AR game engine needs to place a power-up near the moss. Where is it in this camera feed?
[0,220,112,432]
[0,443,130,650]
****
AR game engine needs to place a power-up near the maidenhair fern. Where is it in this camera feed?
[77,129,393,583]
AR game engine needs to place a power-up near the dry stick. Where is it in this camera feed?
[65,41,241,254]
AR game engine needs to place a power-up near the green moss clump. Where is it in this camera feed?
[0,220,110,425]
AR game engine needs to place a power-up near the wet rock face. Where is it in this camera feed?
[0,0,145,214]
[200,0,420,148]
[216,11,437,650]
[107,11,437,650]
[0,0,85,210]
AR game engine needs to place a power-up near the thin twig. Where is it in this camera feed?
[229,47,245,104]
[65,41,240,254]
****
Copy out the lines of the records word for word, beginning with the line that contains "AR game engine needs to place a power-up near the wet" and continuing through the line that contains "[65,41,240,254]".

**Result for this task**.
AR game engine needs to place a power-up near the wet rock face. Where is it in this camera feed?
[0,0,145,214]
[200,0,420,148]
[216,11,437,650]
[107,11,437,650]
[0,0,85,210]
AR game engine needs to place a power-up near the thin twig. Where is it in this camera feed?
[229,47,245,104]
[65,41,240,254]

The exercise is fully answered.